--- START ---
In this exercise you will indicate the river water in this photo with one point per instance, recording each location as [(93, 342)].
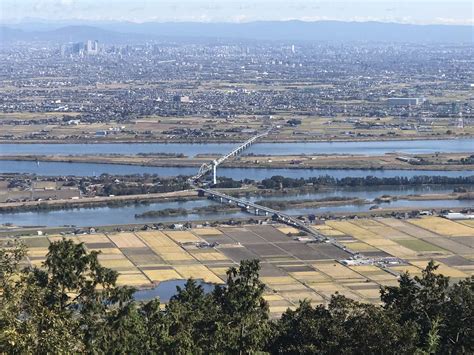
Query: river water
[(192, 149), (94, 169), (83, 217)]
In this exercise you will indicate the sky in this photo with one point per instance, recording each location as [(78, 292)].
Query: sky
[(458, 12)]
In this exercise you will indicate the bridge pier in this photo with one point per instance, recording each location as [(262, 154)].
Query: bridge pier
[(214, 173)]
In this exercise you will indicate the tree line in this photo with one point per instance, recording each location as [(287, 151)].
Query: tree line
[(73, 305), (278, 181)]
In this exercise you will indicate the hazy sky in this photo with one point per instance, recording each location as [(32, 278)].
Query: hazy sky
[(405, 11)]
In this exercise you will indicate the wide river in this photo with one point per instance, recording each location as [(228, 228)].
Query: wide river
[(126, 214), (192, 149), (94, 169)]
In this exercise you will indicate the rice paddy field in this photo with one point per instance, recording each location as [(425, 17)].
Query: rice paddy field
[(292, 270)]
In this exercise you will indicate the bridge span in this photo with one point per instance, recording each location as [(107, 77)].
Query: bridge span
[(212, 166), (259, 210), (246, 205)]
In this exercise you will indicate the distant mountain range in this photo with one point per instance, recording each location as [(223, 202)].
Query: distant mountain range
[(268, 30)]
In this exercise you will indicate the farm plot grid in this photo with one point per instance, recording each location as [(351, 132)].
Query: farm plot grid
[(291, 269)]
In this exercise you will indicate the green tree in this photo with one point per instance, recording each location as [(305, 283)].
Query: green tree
[(419, 300), (191, 318), (343, 327), (243, 324)]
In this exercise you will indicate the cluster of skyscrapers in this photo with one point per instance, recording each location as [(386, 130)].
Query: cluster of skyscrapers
[(91, 47)]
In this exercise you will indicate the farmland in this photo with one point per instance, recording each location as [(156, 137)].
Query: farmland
[(292, 270)]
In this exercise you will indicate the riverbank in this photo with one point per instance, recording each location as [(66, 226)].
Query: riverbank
[(385, 212), (92, 202), (391, 161), (287, 139)]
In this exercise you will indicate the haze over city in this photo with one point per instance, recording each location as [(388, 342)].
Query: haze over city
[(457, 12), (236, 177)]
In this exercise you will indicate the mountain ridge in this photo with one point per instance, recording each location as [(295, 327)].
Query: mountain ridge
[(293, 30)]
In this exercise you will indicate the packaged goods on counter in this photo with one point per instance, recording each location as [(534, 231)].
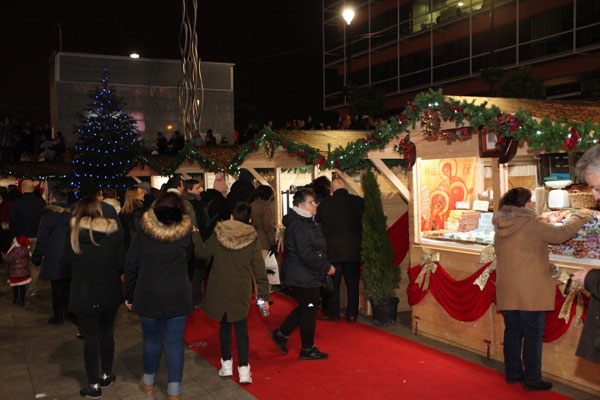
--- END ---
Your instructions:
Reproduce the items starting at the line containing "In this exercise you will indicate the haze" and ending at the line containing "[(293, 30)]", with their requests included. Scale every coordinate in the answers by 0.3 and round each result to a whole number, with halves rounded up.

Exercise output:
In this exercise you will indicate the haze over city in this photo with one point per instance, recording each location as [(388, 342)].
Query: haze over city
[(137, 4), (71, 53)]
In this exercise you will indicate the mountain ridge in this photo with one point per instance, recording each location as [(295, 327)].
Query: mountain ridge
[(88, 9)]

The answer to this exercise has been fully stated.